§ TEXT BLOCK
Segment Open

South Sudanese people still believe in hope

A procession for peace in South Sudan's capital, Juba. Credit Joseph Kabiru/CAFOD

A procession for peace in South Sudan’s capital, Juba. Credit Joseph Kabiru/CAFOD

On my second day in the South Sudanese capital Juba, I have heard some of the stories of people escaping the violence that has engulfed the country. In the capital Juba, hidden from the hustle and bustle of a city slowly coming back to normal, are the stories of women and children who have borne the brunt of the suffering.

The streets of Juba can be deceptive to the stranger. They are full of life, signs of a city recovering from recent violent events. Gunshots which were a regular feature of life at night here, are slowly becoming rare.

In the dusty grounds of St Theresa Catholic Cathedral, I sat with women as their restless children tugged on their arms or legs, wanting to do something more than just sit around and talk. The women told me that their world has been turned upside down by the fighting.

Stella Jacob, an 18 year-old mother of three, gave birth to her six day-old son, Thomas Sebit, on her own. I met mother and baby, plus her two other children, inside the Cathedral compound where they are sleeping on the floor, in an incomplete stone building belonging to the Sacred Heart’s Sisters.

Covering her new-born baby with a mosquito net, Stella told me how she had to flee with her two other children in the middle of the night on December 15 last year when she was 8 months pregnant. “I didn’t even know the baby was due when I went into labour, and the baby came before my mother could summon help,” she said. Stella’s husband had gone to the military barracks for recruitment when fighting broke. She doesn’t know if her husband is dead or alive.

Behind the violence and political posturing, it is ordinary lives that are affected. Mary Abdalla Labalua, a single mother of 12 children, only returned to South Sudan two years ago. She wanted  to start a new life in her new country after living all her life in Khartoum in Sudan. She came back full of hope and bought a plot of land and built a new house. It was destroyed within two days of the fighting.

Segment Closed

§ TASK GOAL
Please state, from the article about South Sudan, how many children Mary Abdalla Labalua has. The entries have no connection to the article about South Sudan.

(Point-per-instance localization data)
Segment Open

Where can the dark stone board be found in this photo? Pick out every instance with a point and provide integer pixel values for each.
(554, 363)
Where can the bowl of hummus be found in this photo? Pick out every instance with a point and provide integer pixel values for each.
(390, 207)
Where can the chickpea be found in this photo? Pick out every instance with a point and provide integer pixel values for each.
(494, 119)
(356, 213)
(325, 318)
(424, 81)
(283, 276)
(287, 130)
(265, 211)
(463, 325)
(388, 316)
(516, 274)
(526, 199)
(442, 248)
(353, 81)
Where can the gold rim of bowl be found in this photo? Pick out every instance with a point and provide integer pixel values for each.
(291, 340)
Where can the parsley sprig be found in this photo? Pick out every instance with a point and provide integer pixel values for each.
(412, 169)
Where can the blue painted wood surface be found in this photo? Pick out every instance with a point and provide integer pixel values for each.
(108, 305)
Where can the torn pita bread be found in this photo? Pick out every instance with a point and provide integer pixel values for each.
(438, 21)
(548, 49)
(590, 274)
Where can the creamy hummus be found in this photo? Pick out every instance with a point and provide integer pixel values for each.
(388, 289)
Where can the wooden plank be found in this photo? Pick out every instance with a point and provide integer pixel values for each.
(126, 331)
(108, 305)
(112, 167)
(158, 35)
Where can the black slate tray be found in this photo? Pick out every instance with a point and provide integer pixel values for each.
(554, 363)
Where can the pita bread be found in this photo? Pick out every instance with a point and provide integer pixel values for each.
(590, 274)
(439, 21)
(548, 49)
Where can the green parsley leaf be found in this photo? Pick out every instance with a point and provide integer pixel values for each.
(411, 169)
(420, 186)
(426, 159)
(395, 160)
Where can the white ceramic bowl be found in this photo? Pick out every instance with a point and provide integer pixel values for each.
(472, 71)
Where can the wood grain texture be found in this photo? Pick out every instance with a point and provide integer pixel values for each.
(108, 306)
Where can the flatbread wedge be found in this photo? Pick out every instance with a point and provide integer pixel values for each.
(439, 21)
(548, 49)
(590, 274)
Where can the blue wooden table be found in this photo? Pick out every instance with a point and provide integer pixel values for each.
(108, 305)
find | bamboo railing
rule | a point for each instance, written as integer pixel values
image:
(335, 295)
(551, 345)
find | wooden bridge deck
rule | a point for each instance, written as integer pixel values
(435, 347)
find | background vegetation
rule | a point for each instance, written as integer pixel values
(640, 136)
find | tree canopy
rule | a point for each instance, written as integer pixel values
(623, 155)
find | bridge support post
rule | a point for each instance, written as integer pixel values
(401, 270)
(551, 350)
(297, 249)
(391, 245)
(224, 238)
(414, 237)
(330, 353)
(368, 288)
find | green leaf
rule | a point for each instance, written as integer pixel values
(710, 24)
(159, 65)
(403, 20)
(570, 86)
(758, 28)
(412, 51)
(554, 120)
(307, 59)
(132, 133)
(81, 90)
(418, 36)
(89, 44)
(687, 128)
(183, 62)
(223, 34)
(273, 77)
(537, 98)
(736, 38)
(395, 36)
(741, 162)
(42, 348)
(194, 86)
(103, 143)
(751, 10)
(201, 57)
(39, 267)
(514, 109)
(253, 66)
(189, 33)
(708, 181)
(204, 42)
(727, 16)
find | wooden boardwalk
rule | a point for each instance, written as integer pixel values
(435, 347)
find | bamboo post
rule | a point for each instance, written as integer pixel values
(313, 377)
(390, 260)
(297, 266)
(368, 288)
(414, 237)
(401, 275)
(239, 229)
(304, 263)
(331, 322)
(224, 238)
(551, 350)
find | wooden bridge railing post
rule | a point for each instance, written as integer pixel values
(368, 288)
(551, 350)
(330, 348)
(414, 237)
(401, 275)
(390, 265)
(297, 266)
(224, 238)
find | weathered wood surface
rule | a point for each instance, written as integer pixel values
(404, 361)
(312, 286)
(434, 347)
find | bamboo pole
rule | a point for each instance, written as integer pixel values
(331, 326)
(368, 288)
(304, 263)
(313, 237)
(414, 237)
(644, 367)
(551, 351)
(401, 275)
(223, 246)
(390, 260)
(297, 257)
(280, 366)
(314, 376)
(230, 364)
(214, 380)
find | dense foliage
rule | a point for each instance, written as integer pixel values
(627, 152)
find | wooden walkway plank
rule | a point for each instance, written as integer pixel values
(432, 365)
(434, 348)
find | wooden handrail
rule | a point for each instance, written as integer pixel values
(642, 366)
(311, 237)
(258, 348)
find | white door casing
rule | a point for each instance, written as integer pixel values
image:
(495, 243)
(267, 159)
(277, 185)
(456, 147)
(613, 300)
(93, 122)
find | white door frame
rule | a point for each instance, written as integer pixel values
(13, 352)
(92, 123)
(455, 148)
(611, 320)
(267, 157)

Segment Closed

§ TASK RESPONSE
She has 12 children.